Exercise input:
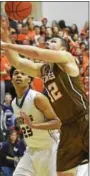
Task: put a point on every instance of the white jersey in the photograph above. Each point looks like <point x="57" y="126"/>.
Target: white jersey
<point x="33" y="137"/>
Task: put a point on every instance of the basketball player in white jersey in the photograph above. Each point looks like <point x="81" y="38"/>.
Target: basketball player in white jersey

Work to complete: Copy every one of the items above line for line, leaving out the pictures.

Task response:
Task: put a point on every instance of the white jersey in the photograph above. Each point looks like <point x="57" y="126"/>.
Target: white jersey
<point x="33" y="137"/>
Task: put a point on every instance of the basketball player in white jersey in the photograph above. Each point looks like <point x="81" y="38"/>.
Target: basketball player in white jersey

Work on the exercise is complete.